Nato Secretary General Anders Fogh Rasmussen addresses a news conference at the Alliance headquarters in Brussels March 24, 2011. Nato clinched agreement to take over command of all allied military operations in Libya from the US after days of heated wrangling with Muslim member Turkey. –Photo by Reuters

TRIPOLI: Nato has agreed to take control of enforcing a no-fly zone in Libya to thwart the forces of leader Muammar Qadhafi, as coalition air strikes targeted Tripoli for the sixth straight day.

Nato Secretary General Anders Fogh Rasmussen said Thursday that after lengthy negotiations the 28-member alliance reached a deal to enforce the no-fly zone.

“We are taking action as part of a broad international effort to protect civilians against the Qadhafi regime,” he said.

Rasmussen said the Nato operation was limited to enforcing the no-fly zone, but a senior US official, speaking on condition of anonymity later in Washington, said that Nato reached a “political agreement” to also command all other operations aimed at protecting civilians — meaning strikes against Qadhafi’s ground forces.

The news came as anti-aircraft fire raked the Tripoli skies late Thursday, with at least three explosions shaking the capital and its eastern suburb of Tajura, AFP journalists reported.

At least one blast was heard from the centre of the city, while others came from Tajura, home to military bases, an AFP journalist reported.

───

** TASKS AND EXERCISES **
1) Reproduce everything in the news report from "The news came" down to "AFP journalist reported.".
2) Name every country mentioned in the news report.
Rely only on the news report for your answers.

───

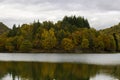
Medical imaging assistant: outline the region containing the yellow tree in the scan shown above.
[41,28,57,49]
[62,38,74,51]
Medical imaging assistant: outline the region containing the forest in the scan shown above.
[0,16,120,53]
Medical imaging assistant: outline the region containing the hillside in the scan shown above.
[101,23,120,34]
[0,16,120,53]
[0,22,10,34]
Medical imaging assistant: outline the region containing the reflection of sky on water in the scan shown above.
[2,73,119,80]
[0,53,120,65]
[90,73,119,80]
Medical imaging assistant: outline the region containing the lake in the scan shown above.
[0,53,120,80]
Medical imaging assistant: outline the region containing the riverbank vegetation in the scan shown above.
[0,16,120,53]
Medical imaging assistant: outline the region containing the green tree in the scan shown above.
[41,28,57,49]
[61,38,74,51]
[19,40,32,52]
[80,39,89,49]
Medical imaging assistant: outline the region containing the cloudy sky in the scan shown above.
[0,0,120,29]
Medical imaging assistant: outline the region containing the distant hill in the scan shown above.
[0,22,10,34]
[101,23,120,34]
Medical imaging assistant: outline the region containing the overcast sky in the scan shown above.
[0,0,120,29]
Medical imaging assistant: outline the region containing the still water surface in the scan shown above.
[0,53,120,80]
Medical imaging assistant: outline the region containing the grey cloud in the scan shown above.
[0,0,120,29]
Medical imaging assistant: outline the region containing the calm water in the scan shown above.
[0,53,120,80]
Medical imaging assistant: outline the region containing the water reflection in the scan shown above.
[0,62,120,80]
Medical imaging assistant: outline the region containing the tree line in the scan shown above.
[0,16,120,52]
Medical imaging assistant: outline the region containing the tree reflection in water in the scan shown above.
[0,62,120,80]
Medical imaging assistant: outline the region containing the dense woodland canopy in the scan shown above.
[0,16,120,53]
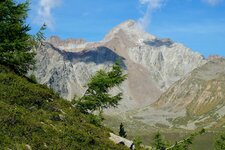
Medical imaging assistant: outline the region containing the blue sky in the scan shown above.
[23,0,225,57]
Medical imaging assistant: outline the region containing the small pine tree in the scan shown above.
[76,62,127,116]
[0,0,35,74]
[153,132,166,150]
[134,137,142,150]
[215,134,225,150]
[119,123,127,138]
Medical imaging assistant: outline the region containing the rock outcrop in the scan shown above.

───

** ANSWERS TO THE EXERCISES **
1)
The news came as anti-aircraft fire raked the Tripoli skies late Thursday, with at least three explosions shaking the capital and its eastern suburb of Tajura, AFP journalists reported.

At least one blast was heard from the centre of the city, while others came from Tajura, home to military bases, an AFP journalist reported.

2) Libya, US, Turkey